* [Goal]:
Rewrite every one of the items below, changing "thickest part" to "widest part" wherever it appears and keeping everything else the same.

* [Input records]:

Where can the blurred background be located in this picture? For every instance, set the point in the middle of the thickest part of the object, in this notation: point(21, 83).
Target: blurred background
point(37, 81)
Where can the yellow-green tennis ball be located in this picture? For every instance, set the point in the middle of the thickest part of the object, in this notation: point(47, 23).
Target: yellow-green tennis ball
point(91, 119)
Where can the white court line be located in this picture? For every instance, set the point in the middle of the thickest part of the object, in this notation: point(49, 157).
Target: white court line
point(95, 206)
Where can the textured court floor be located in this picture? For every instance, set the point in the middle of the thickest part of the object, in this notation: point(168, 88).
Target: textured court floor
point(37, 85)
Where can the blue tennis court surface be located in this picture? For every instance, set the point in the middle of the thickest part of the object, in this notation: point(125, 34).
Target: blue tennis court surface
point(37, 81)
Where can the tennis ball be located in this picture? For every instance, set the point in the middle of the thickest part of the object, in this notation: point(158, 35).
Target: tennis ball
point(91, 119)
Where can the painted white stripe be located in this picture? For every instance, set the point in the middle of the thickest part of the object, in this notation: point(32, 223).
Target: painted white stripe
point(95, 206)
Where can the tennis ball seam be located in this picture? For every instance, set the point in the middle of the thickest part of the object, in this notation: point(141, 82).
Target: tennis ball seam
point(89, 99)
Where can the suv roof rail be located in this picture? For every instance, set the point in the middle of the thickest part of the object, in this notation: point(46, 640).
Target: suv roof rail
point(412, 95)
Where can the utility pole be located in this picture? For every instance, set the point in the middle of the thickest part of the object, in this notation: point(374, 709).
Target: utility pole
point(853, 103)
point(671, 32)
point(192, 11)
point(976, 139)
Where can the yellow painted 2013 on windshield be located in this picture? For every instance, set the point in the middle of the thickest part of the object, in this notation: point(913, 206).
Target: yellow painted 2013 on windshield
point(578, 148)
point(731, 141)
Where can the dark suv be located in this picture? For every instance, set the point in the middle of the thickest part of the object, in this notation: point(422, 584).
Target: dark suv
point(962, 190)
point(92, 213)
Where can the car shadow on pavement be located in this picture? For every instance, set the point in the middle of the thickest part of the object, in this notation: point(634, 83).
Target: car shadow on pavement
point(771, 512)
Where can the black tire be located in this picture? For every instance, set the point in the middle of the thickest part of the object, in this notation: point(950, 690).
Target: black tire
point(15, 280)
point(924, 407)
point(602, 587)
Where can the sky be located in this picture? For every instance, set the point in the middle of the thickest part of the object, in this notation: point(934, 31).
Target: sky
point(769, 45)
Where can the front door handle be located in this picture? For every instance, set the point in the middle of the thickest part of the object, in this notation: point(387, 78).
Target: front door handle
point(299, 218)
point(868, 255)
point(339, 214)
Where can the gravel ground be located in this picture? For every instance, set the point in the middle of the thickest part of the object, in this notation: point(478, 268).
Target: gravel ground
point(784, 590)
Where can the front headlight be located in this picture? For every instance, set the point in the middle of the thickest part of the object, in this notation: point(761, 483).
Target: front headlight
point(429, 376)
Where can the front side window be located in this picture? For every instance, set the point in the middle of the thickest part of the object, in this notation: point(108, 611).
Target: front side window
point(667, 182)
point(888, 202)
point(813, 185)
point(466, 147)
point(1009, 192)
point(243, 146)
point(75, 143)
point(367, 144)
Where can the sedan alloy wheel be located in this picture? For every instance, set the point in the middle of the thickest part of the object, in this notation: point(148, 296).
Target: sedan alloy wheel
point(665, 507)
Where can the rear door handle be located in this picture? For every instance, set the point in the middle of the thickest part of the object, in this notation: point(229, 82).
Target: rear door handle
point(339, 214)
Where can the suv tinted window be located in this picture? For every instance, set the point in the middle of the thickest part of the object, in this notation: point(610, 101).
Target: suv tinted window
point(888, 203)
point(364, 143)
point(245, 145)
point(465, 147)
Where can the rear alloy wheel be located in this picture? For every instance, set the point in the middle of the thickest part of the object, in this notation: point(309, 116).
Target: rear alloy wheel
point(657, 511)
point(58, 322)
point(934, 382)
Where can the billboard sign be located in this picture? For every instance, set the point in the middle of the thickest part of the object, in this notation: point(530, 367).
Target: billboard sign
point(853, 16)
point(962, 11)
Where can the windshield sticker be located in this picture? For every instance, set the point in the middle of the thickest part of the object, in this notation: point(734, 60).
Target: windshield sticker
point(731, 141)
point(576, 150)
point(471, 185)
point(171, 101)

* [Response]:
Where can the blurred background be located in this picture? For every instance, set the point in the middle of the widest part of the object, in this notation: point(21, 83).
Target: blurred background
point(37, 81)
Where can the yellow-green tennis ball be located in this picture? For every instance, set the point in the middle of the widest part of the object, in this notation: point(47, 23).
Target: yellow-green tennis ball
point(91, 119)
Where can the white court line be located in this picture? For every instance, set the point in the middle of the widest part of the object, in this notation: point(49, 157).
Target: white court line
point(95, 206)
Where can the textured court floor be located in this picture? For every instance, set the point in the middle of the widest part of the object, in this notation: point(168, 88).
Target: textured court floor
point(37, 85)
Where can the blue tennis court surface be located in this picture? For every instance, set the point in the middle of the widest part of the object, in this notation: point(125, 34).
Target: blue tennis court surface
point(37, 81)
Where can the tennis ball be located in this picture? For every instance, set the point in the middle of the widest part of the object, in this notation: point(158, 35).
Target: tennis ball
point(91, 119)
Where can the painted white stripe be located in this picture? For every instance, set the point in the middle of the widest part of the object, in this notation: point(32, 223).
Target: painted white stripe
point(95, 206)
Where can the tennis ball seam be located in this picture? For every instance, set the point in the middle of the widest part of the object, in this notation: point(141, 82).
Target: tennis ball seam
point(89, 99)
Where can the suv roof rail be located in this picture? For every instance, set the point in the middle of the widest part of the object, in this notation: point(46, 640).
Target: suv roof rail
point(412, 95)
Where can the utility pole be located in this picture? For every instance, set the point in the middle of the widest part of the object, in this notation: point(374, 709).
Target: utility pole
point(853, 103)
point(671, 32)
point(192, 11)
point(976, 139)
Where can the yellow painted 2013 on windshield be located in this picture? For every instance, set the point in the middle of the widest part of the object, in this notation: point(913, 206).
Target: yellow painted 2013 on windshield
point(578, 148)
point(731, 141)
Where can the dark suv be located in this picture? For every instance, set the point in the middle of the widest part of the object, in this notation: point(422, 584).
Target: dark suv
point(962, 190)
point(92, 213)
Where can the car shadow on pavement be located in this picture? For every instance, set the point in the middle of the widest part of the object, in this notation: point(634, 83).
Target: car shadow on pavement
point(771, 512)
Where can the black tire be located in this picture? For every instance, set the point in the middle of the widest part of the object, in this notation: point(950, 690).
Target: black tire
point(15, 280)
point(924, 407)
point(602, 587)
Where can the sky be located in this picture? For every instance, set the point in the middle of the widest part of the object, in this notation: point(934, 31).
Target: sky
point(769, 45)
Where can the front door handle be located in this picture? For every instance, set the point in the middle of the widest part of the object, in this notation: point(387, 78).
Target: front door handle
point(299, 218)
point(868, 255)
point(339, 214)
Where can the gravel ground be located in this picture? For every instance, set the point in the middle of the widest part of the object, in this notation: point(478, 268).
Target: gravel ground
point(784, 590)
Where can the front headlight be located in this picture? For every instance, set the point in the middle of the widest part of the object, in this notation: point(761, 483).
Target: front headlight
point(429, 376)
Where can the front side window be located in this picture? For every instance, set the point in the middle of the widest part of the object, in this notation: point(108, 611).
Target: front side window
point(667, 182)
point(888, 202)
point(813, 185)
point(466, 147)
point(1009, 192)
point(243, 146)
point(75, 143)
point(367, 144)
Where can the sedan alloy wheel be located in this picture? For every instance, set the point in the middle of the widest part of the object, in this notation: point(148, 296).
Target: sedan alloy wheel
point(665, 507)
Where can the rear door handle be located in this picture? For every instance, set the point in the middle of the widest part of the object, in this notation: point(229, 82).
Target: rear door handle
point(339, 214)
Where can the suv tinted window be located in this picture? For every instance, set the point in the middle of the widest part of the object, in this notation: point(610, 101).
Target: suv tinted window
point(888, 203)
point(364, 143)
point(245, 145)
point(465, 147)
Where can the rear alloy wheel be located in this picture? For every instance, set the point in the middle of the widest part of the object, in this notation: point(309, 116).
Target: rear alloy wheel
point(657, 511)
point(58, 322)
point(934, 382)
Where can the billboard sign be located in this picture? For every instance, set the point in the middle of the widest part of the object, in this notation: point(530, 367).
Target: billboard sign
point(853, 16)
point(962, 11)
Where can the windshield sticker be located in this picture? For every instance, set the point in the middle of the widest part of the object, in this notation: point(734, 60).
Target: windshield sticker
point(731, 141)
point(576, 150)
point(471, 185)
point(171, 101)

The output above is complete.